◆ Task statement ◆
Locate every line in the data below that contains the word "result", matching case exactly, and copy each such line in full.
+++ Extracted information
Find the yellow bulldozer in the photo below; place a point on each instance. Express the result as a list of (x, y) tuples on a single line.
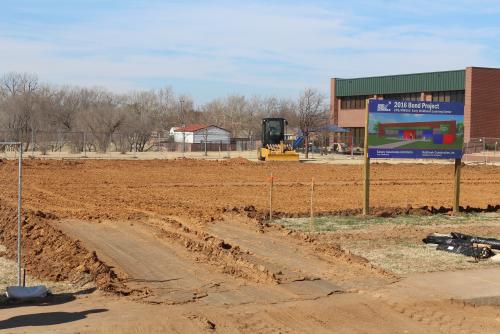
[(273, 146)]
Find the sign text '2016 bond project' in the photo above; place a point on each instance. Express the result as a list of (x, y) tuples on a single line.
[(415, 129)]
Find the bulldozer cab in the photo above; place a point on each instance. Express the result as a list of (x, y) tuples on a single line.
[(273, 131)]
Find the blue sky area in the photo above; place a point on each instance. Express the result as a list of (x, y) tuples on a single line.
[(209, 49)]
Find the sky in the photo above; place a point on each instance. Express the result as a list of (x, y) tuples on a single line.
++++++
+++ Extracted information
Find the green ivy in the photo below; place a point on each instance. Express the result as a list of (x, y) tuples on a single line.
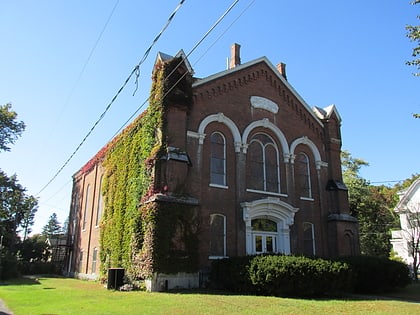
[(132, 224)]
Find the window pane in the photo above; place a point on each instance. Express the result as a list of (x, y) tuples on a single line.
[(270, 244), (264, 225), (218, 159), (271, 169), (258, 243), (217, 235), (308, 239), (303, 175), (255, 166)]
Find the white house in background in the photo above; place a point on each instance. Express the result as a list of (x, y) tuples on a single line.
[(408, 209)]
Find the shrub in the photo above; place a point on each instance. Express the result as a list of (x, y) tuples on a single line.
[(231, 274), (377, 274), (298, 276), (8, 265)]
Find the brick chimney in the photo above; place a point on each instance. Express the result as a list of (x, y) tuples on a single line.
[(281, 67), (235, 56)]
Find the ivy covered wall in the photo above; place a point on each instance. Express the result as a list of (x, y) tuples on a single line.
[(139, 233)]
++++++
◆ Exercise output ◆
Find the yellow bulldozer in the photo below; place a point on each instance. Express the result as a list of (x, y) tuples on a single line.
Find the sign text '2016 bond project' in the photo above; place a point on each instance. Express the result as a list of (x, y) tuples on a single line.
Find the bulldozer cab in the photo above; place a point on each instance. Express the result as a list of (x, y) tuples on a single line.
Find the blue sky area in the photo above; place a point on each instance. Express the result as a list of (x, y) tuples on a single line.
Find the sky in the photo above; place a point on each instance. Express the result as a list of (x, y) tuples on a single line.
Find the green ivy in the photo below; place a point on each instance. Express the result as a list of (x, y) tuples on a single line.
Find the window pane in the photo above; place a point on each instance. Express the result as a list of (x, y) tuples on a single line.
Find the white house in background in the photo above; place a point on each instance. Express the result as a list of (x, y) tuples on a single line.
Find the shrub in the photo above; place a point on each instance. Express the result as a list of (x, y) tuples on a single line.
Find the brick chimney in the photo above; place a point on each instance. Express the result as a list of (x, y) tuples on a single line.
Find the ivy covered wall in the photo above; place a point on each instance. Express the result as a list of (x, y) tuples on a single line.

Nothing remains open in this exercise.